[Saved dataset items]
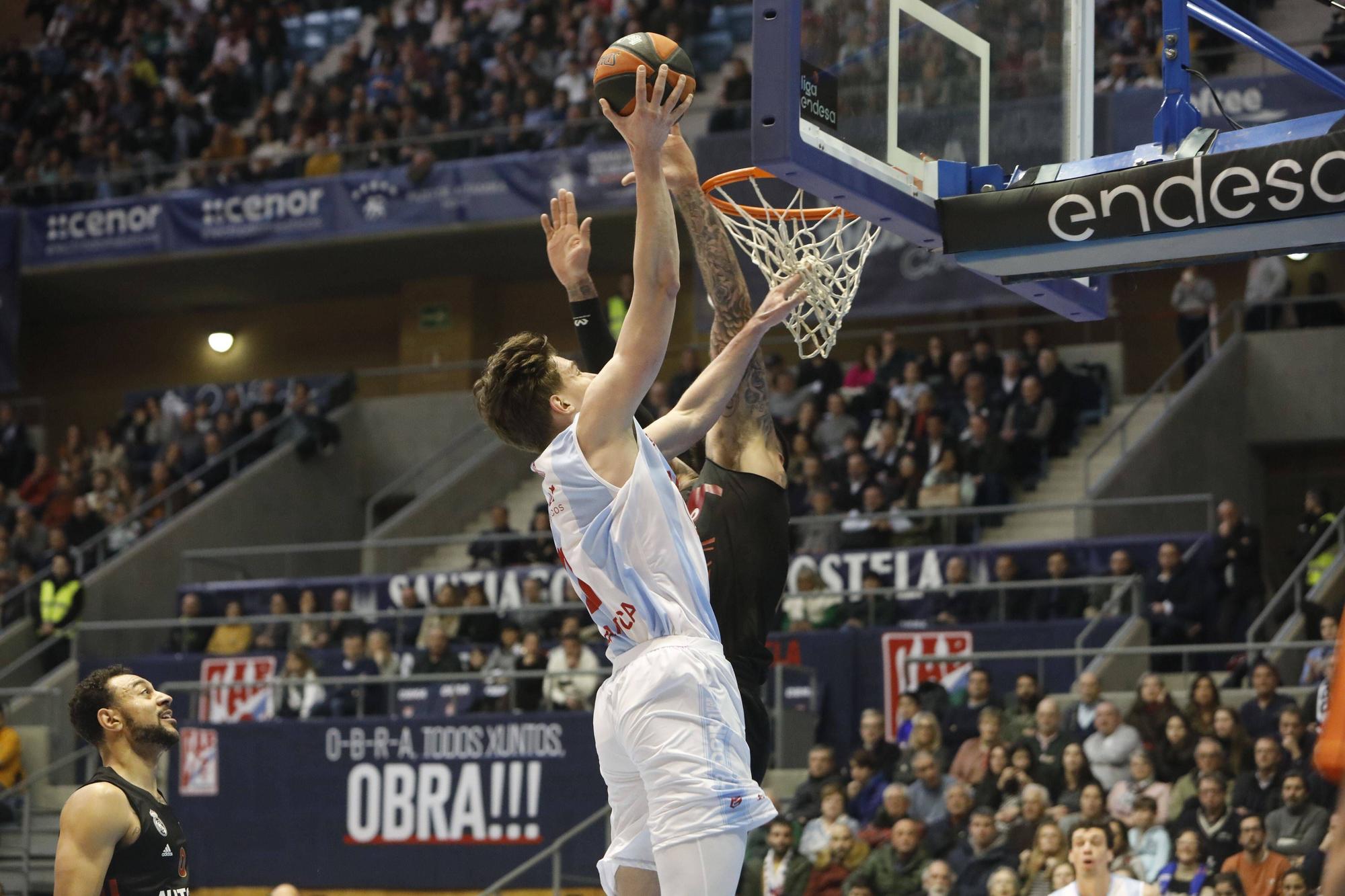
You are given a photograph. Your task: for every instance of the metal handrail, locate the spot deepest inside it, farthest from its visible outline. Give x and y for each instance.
(93, 546)
(553, 852)
(473, 432)
(802, 522)
(1297, 579)
(22, 788)
(1233, 311)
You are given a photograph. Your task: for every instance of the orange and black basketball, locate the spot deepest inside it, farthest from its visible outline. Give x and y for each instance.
(614, 79)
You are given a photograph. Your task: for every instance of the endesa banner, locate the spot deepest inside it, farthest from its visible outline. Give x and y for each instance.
(416, 805)
(510, 188)
(1295, 179)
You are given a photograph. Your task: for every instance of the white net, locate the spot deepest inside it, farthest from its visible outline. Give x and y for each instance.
(831, 253)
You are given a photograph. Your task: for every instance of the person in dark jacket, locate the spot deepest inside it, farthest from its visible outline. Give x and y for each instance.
(977, 858)
(1178, 607)
(1235, 567)
(822, 771)
(895, 868)
(781, 872)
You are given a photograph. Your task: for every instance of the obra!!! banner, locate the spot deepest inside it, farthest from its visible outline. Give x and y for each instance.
(420, 805)
(510, 188)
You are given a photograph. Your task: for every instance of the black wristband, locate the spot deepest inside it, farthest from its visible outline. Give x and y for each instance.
(587, 311)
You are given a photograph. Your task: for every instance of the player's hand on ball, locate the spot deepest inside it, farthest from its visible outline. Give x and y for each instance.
(568, 243)
(679, 165)
(781, 302)
(650, 123)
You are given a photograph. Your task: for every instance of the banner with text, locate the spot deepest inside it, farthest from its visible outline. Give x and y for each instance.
(911, 569)
(416, 805)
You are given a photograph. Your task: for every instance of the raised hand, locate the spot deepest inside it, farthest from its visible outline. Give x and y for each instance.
(568, 243)
(679, 165)
(652, 122)
(781, 302)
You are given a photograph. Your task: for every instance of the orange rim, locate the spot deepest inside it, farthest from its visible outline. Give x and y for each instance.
(762, 213)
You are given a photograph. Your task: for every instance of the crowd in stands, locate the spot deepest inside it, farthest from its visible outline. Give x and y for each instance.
(122, 85)
(896, 432)
(980, 794)
(69, 509)
(442, 641)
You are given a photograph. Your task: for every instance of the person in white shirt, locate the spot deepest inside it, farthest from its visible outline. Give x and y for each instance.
(571, 690)
(1110, 745)
(1268, 280)
(1090, 856)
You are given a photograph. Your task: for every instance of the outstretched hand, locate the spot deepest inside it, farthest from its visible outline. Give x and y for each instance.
(568, 243)
(650, 123)
(679, 165)
(781, 302)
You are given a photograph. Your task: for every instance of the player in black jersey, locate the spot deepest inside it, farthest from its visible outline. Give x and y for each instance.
(739, 499)
(119, 837)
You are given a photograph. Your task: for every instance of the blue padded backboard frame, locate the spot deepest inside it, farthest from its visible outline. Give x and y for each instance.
(778, 147)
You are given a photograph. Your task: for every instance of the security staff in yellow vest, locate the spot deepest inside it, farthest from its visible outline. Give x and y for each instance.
(60, 604)
(1317, 520)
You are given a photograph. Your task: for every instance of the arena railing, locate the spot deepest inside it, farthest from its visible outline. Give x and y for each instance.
(24, 791)
(1296, 592)
(96, 551)
(399, 555)
(553, 852)
(1227, 323)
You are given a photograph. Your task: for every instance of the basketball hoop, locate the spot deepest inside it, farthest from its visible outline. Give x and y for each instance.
(822, 244)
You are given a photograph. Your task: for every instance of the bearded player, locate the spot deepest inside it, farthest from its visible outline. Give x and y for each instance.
(119, 836)
(739, 501)
(669, 721)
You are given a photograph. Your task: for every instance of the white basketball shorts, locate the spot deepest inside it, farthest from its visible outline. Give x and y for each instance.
(670, 745)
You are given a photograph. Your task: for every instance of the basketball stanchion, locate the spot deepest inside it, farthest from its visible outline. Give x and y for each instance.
(828, 245)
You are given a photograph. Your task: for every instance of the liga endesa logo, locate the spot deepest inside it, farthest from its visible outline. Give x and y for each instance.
(1258, 190)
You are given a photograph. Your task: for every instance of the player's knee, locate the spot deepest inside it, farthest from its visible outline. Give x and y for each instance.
(637, 881)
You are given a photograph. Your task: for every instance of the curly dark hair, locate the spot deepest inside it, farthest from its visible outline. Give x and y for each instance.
(91, 696)
(514, 393)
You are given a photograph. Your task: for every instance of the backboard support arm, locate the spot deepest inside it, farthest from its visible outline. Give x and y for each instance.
(1178, 116)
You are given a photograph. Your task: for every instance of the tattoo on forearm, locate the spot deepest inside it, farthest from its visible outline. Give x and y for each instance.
(728, 294)
(583, 290)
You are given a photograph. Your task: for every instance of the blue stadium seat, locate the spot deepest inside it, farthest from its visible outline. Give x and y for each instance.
(712, 50)
(740, 22)
(345, 24)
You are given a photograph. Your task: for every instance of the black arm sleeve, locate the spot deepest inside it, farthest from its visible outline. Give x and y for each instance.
(598, 346)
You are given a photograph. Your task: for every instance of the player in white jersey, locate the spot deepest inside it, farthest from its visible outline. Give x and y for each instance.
(669, 721)
(1090, 853)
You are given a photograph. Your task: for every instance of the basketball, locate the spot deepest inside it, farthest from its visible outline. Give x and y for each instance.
(614, 79)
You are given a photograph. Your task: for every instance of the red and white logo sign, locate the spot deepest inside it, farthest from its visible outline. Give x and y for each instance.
(198, 772)
(245, 693)
(902, 676)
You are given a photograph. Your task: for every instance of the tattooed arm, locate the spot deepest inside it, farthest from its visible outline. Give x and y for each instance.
(744, 438)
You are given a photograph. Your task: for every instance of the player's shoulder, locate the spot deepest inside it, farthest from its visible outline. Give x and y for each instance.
(99, 806)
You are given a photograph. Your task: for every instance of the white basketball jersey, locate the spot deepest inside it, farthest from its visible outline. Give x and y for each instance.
(1120, 887)
(631, 552)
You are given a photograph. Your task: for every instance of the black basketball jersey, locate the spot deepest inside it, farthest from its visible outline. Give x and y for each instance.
(157, 862)
(744, 526)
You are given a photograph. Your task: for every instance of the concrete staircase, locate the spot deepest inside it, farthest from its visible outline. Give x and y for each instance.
(521, 502)
(1065, 479)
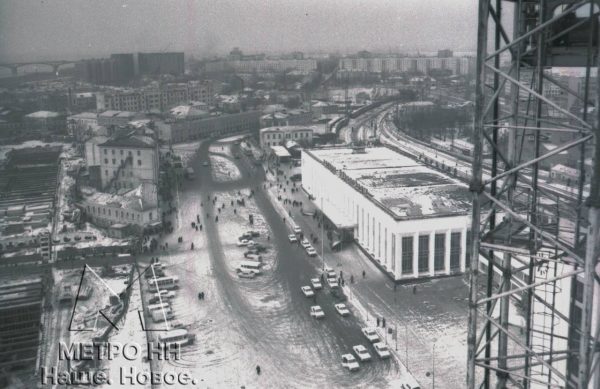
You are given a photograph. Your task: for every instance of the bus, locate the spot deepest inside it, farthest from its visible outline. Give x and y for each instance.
(159, 306)
(159, 316)
(178, 336)
(250, 266)
(162, 283)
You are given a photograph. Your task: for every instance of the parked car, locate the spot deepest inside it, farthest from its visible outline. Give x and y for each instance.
(342, 309)
(382, 350)
(308, 292)
(349, 362)
(371, 334)
(317, 312)
(362, 353)
(316, 283)
(332, 282)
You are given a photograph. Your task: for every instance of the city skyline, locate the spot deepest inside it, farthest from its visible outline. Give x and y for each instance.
(257, 26)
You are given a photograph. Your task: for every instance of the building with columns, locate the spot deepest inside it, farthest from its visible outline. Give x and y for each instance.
(411, 220)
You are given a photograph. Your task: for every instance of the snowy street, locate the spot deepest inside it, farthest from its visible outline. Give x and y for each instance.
(264, 321)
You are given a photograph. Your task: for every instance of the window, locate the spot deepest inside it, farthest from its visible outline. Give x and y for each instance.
(439, 251)
(455, 250)
(393, 264)
(423, 253)
(407, 254)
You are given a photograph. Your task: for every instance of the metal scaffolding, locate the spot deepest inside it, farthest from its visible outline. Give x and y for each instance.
(537, 244)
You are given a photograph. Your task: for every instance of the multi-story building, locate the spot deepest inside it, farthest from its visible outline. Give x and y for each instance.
(185, 129)
(275, 136)
(457, 65)
(156, 98)
(412, 221)
(126, 161)
(161, 63)
(304, 66)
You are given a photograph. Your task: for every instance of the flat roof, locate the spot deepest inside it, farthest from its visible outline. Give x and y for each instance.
(402, 186)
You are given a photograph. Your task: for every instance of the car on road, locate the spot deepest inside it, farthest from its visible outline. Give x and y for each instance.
(382, 350)
(342, 309)
(308, 292)
(316, 283)
(332, 282)
(361, 352)
(245, 242)
(244, 273)
(349, 362)
(371, 334)
(317, 312)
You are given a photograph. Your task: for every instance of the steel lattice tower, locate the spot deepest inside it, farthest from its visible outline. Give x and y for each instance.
(535, 245)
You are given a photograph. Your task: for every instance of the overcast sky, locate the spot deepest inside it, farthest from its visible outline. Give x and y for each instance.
(70, 29)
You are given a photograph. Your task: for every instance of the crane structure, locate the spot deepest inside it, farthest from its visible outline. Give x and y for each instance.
(534, 277)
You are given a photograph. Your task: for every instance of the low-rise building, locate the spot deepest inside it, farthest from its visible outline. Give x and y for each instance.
(184, 130)
(275, 136)
(137, 207)
(412, 221)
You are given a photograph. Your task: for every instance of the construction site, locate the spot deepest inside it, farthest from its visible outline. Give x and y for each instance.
(534, 305)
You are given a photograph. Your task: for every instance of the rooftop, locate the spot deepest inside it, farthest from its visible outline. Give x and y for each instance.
(130, 141)
(403, 187)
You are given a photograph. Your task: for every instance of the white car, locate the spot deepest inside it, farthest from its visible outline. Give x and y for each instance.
(371, 334)
(317, 312)
(342, 309)
(316, 283)
(382, 350)
(349, 362)
(332, 282)
(361, 352)
(307, 291)
(244, 243)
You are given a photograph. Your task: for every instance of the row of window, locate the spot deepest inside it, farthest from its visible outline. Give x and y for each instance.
(122, 215)
(289, 135)
(121, 152)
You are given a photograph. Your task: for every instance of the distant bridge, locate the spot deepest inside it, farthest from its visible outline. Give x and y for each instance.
(14, 67)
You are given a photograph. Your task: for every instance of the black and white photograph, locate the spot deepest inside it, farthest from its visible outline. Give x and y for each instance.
(298, 194)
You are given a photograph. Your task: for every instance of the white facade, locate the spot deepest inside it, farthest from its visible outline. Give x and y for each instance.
(407, 248)
(274, 136)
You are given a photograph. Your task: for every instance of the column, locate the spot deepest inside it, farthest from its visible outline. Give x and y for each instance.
(447, 252)
(432, 253)
(416, 255)
(463, 250)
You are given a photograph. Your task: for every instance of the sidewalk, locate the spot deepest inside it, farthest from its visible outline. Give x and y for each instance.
(435, 314)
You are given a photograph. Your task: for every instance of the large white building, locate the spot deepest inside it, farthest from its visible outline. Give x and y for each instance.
(413, 221)
(457, 65)
(274, 136)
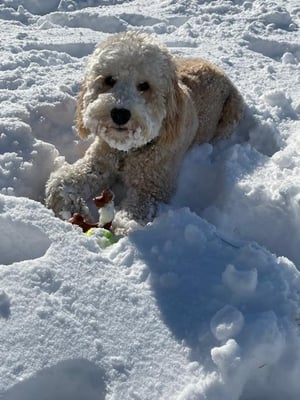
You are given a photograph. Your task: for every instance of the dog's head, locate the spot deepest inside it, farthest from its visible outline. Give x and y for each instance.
(129, 94)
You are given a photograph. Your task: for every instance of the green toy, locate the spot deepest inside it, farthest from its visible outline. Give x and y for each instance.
(100, 230)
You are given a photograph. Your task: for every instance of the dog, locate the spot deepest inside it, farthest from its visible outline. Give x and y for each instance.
(146, 109)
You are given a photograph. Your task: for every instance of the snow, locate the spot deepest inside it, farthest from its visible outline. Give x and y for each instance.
(201, 304)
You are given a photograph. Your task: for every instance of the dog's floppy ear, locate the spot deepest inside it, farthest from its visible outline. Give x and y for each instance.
(82, 130)
(174, 102)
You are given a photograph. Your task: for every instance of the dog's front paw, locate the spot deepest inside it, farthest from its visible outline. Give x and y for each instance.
(64, 200)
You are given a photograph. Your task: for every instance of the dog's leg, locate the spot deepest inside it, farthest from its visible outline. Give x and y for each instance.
(71, 185)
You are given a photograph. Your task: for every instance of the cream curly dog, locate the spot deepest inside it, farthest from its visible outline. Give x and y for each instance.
(146, 109)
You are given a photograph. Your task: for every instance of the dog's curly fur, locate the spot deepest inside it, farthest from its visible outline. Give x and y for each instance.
(170, 105)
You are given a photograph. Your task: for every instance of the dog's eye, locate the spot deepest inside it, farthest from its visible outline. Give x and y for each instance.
(143, 87)
(110, 81)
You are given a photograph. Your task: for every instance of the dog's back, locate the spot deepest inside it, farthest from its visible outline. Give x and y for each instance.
(217, 102)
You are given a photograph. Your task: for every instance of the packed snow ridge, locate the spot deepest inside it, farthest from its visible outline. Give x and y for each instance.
(201, 304)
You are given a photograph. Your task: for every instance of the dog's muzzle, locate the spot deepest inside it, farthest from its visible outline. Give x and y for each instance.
(120, 116)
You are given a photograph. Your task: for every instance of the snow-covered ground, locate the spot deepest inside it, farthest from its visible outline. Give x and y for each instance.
(202, 304)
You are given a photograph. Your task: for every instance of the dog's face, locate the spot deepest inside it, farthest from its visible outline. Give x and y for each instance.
(128, 86)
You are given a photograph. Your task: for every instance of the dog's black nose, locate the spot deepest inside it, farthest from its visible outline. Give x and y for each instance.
(120, 115)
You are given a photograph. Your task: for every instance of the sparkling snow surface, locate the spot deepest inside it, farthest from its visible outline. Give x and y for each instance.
(202, 304)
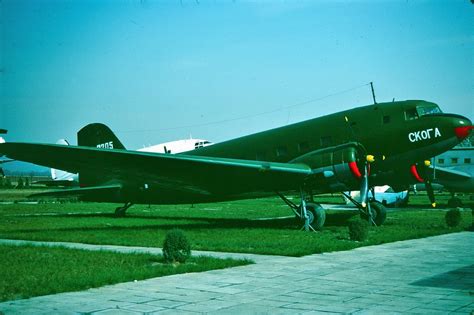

**What is expected**: Copy the material word for word, starting at the line that contains "the black basketball" and ending after the line that contains "(1065, 479)".

**Response**:
You are given a photograph. Your task: for every instance of the black basketball jersey, locate the spot deepest inside it, farthest from its visible outline. Give x and y for each instance.
(157, 862)
(744, 526)
You are given a photograph. Your task: for every instance of the concrete staircase, locate the spot deepest inside it, farthest from its visible outline. Give x and y for each instance.
(521, 502)
(1065, 479)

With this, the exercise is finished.